[Saved data entries]
-- Start --
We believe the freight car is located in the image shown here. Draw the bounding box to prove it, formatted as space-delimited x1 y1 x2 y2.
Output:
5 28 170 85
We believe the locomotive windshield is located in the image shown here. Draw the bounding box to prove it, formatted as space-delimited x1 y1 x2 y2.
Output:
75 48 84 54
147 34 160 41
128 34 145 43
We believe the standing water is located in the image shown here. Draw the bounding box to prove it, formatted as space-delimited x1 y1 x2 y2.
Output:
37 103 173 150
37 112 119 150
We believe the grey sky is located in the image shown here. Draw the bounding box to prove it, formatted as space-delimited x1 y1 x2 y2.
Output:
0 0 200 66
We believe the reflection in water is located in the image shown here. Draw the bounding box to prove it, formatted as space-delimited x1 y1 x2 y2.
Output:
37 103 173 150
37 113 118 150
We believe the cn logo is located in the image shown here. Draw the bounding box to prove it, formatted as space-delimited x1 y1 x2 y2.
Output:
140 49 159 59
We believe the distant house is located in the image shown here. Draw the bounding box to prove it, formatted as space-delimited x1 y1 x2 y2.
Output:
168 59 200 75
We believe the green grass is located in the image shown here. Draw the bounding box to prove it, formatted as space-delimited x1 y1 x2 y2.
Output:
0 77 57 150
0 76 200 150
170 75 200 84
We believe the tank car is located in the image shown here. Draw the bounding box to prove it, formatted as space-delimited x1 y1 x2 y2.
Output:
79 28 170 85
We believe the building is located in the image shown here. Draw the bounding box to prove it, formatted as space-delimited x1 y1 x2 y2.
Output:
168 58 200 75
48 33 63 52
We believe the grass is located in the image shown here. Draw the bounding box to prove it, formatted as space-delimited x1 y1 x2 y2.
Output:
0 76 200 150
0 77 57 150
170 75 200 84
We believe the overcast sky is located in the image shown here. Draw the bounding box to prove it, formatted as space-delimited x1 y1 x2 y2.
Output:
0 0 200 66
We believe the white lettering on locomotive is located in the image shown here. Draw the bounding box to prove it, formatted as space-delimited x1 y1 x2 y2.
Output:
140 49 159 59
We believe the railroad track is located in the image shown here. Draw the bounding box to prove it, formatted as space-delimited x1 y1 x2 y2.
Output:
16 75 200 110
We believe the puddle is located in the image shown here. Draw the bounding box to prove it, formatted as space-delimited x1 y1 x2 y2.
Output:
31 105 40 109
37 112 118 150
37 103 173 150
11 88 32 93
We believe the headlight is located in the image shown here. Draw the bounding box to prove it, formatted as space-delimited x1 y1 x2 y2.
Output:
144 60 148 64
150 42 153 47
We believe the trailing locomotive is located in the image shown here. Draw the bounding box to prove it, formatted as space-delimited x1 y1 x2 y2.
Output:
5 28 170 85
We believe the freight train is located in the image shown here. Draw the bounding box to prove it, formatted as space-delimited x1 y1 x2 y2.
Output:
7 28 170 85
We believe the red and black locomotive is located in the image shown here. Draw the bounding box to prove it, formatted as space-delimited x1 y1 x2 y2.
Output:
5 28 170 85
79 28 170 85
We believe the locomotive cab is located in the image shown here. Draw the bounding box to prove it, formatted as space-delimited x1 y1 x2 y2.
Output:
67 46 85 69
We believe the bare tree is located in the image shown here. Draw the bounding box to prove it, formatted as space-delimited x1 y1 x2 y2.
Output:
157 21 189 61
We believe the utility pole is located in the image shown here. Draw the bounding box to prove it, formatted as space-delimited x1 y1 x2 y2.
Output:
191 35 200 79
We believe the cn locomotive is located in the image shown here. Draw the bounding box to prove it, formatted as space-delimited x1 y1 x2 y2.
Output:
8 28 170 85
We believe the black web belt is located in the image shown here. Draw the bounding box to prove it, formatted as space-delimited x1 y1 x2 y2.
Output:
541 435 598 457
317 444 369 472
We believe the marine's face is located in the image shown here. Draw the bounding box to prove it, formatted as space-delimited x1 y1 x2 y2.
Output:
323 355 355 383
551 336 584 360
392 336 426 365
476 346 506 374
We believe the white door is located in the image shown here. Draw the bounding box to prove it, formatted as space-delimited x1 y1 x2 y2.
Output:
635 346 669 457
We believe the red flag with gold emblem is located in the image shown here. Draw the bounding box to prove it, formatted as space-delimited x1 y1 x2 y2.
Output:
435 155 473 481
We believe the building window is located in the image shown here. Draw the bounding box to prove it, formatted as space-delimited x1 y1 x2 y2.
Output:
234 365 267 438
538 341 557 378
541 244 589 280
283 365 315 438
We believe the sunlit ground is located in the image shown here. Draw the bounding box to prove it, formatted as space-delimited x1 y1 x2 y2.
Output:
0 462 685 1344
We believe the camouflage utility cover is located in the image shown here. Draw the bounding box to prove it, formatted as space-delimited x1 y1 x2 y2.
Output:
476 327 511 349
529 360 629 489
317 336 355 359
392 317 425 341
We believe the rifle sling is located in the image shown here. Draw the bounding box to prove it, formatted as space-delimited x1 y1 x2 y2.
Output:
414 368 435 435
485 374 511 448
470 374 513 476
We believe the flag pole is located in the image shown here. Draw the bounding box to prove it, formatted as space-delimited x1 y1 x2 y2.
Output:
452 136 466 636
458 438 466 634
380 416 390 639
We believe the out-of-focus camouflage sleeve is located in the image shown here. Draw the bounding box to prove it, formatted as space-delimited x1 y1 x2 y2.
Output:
-- End --
> Work instructions
Can you rewrite the stretch from the start of the rows through the line containing "128 34 145 43", renaming "bounding box" to "rectangle" and leaving everything else as it is?

> Output of the exercise
We believe the freight car is located in the image shown here. Draw the rectangle to prove it, formatted as space-delimited x1 y1 x2 y2.
Output:
5 28 170 85
We believe the locomotive windshield is located in the image shown here. Draw the rectangle to prove it, formatted as space-delimited x1 y1 x2 y2.
Output:
75 48 84 54
147 34 160 41
128 34 145 43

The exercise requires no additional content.